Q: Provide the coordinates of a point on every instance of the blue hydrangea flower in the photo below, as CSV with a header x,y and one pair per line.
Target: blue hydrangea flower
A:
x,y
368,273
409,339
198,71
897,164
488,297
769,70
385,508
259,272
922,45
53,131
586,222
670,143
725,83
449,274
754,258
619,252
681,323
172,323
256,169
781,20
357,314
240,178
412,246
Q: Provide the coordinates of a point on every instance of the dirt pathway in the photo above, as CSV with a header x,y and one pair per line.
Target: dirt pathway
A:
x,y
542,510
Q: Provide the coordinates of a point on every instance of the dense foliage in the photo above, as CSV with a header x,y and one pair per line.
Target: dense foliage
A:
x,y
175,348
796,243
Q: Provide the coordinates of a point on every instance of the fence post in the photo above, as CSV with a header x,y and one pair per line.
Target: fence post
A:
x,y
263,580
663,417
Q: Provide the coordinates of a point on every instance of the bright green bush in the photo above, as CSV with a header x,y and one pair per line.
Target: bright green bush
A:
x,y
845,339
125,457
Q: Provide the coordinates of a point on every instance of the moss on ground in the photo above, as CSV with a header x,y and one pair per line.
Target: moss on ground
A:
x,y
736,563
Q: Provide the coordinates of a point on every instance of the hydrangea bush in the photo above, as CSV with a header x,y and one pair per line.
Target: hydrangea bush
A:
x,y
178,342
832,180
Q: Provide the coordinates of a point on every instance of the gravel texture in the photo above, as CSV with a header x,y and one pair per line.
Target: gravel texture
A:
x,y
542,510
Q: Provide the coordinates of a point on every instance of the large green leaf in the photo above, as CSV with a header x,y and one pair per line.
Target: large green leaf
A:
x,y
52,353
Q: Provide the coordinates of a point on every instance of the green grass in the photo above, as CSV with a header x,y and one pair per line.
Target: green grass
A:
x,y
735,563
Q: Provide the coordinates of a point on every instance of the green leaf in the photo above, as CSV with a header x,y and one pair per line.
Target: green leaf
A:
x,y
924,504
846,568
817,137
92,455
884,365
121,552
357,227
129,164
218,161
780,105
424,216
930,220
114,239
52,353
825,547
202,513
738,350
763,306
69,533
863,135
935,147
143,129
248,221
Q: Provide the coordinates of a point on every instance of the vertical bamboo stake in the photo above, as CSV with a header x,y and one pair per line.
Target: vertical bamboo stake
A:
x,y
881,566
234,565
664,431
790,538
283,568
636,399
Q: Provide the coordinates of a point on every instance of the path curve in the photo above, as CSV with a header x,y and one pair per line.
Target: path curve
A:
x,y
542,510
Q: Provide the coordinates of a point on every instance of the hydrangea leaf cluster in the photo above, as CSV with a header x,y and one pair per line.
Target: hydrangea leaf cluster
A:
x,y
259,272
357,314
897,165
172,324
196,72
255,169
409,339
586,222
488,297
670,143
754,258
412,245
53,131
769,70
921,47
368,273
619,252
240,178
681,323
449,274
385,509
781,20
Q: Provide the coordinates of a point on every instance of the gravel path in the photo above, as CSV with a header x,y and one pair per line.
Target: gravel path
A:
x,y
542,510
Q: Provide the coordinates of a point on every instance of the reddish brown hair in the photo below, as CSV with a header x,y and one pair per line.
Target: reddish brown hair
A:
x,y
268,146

= = = =

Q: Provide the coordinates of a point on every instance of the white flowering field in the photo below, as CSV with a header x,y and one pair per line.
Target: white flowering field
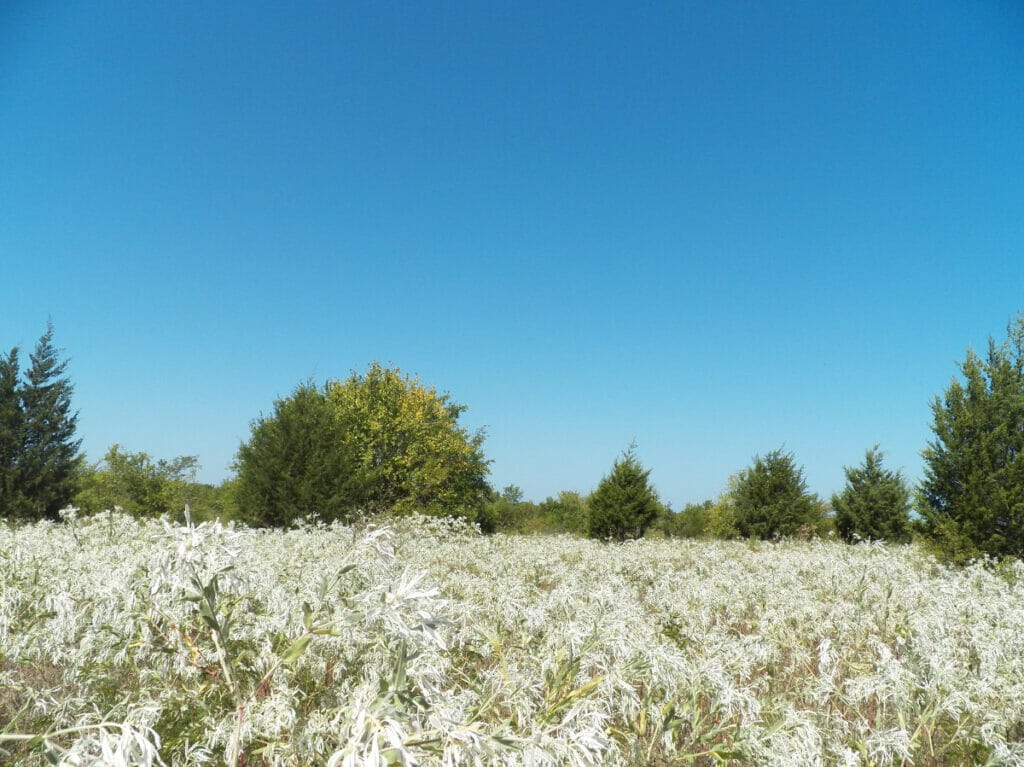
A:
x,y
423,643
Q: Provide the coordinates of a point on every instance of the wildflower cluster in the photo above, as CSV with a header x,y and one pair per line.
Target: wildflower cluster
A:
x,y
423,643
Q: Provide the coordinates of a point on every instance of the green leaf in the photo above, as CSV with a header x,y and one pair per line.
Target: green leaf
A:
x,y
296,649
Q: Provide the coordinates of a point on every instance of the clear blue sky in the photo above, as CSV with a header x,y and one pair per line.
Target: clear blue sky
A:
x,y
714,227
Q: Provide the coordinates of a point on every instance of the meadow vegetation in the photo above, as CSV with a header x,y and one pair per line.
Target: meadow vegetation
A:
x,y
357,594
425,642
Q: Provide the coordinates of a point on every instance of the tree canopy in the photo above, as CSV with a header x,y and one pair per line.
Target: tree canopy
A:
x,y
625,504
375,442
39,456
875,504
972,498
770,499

= = = =

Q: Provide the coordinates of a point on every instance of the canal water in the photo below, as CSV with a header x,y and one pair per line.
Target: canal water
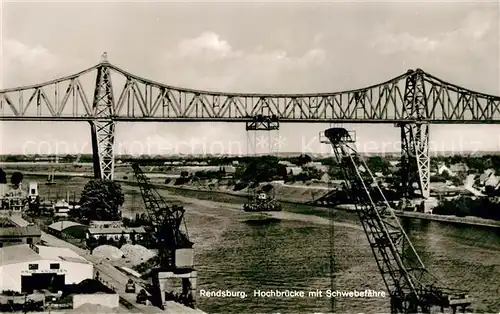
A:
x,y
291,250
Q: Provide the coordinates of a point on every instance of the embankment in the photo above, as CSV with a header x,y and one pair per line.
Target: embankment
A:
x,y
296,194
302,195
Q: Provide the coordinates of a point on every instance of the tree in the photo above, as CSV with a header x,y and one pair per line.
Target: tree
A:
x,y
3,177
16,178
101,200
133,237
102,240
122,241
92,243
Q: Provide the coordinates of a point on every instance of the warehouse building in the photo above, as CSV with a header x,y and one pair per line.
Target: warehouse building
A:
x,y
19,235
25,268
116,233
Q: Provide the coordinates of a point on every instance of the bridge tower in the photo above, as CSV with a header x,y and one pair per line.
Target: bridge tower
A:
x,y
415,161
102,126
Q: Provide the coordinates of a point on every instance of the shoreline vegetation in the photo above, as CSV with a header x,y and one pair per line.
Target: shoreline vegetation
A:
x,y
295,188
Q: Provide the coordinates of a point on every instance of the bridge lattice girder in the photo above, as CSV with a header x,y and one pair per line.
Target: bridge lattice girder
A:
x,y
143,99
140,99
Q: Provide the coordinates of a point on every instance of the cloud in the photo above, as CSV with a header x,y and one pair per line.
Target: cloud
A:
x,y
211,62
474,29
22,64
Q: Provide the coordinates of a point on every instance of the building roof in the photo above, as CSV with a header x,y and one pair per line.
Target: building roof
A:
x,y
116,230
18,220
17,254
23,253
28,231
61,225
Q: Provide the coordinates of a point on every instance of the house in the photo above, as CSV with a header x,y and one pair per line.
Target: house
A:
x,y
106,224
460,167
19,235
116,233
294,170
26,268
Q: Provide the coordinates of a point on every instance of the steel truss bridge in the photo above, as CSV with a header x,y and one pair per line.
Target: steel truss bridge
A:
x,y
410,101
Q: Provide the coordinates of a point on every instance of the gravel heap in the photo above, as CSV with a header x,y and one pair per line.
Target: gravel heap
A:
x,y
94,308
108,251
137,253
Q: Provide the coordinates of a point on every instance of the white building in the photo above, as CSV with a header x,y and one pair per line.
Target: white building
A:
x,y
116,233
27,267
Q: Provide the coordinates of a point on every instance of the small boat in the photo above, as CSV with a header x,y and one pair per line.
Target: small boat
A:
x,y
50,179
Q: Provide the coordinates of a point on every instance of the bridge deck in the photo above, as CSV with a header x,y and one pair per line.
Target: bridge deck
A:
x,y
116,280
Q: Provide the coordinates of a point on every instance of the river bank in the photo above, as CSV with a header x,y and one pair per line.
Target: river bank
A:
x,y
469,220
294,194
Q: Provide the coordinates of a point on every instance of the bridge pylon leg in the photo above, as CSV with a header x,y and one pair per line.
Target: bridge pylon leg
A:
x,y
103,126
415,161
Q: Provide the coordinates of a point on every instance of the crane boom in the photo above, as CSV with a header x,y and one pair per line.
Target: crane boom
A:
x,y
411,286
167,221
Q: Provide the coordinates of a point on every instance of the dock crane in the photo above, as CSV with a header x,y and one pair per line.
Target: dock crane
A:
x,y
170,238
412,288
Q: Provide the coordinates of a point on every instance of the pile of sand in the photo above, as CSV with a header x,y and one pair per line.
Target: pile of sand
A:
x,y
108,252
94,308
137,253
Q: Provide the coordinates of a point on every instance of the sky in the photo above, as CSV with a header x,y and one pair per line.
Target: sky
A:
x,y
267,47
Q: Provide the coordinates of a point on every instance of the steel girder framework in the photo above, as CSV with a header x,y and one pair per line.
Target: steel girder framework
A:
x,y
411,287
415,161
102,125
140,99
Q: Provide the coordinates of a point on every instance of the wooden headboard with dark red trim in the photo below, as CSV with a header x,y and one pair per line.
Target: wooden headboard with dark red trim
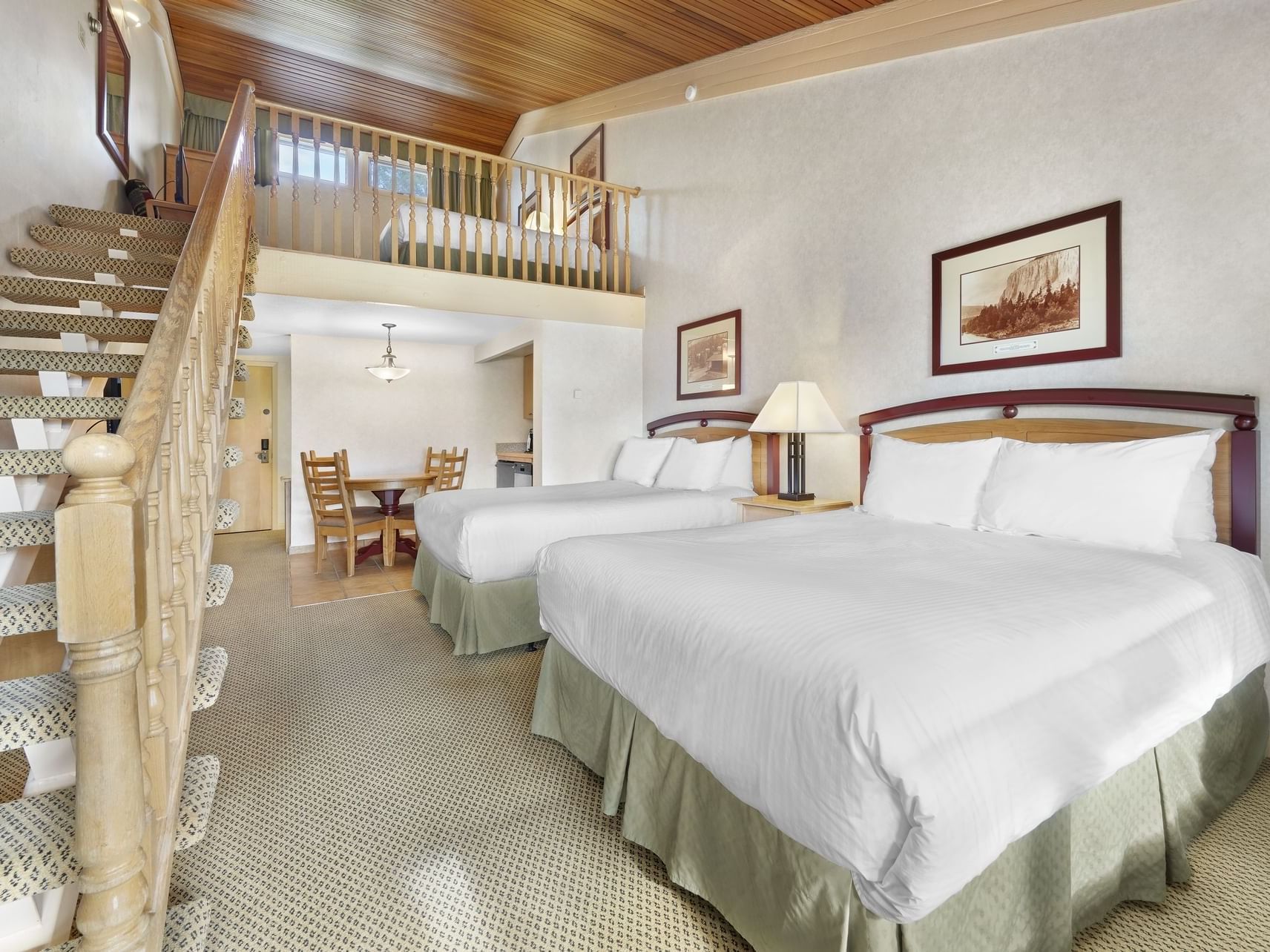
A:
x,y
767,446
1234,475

= = = =

* **Goal of the exercise**
Check each line of the listing for the word "clear" and state how many lines contain it, with no other words.

* **Answer box**
2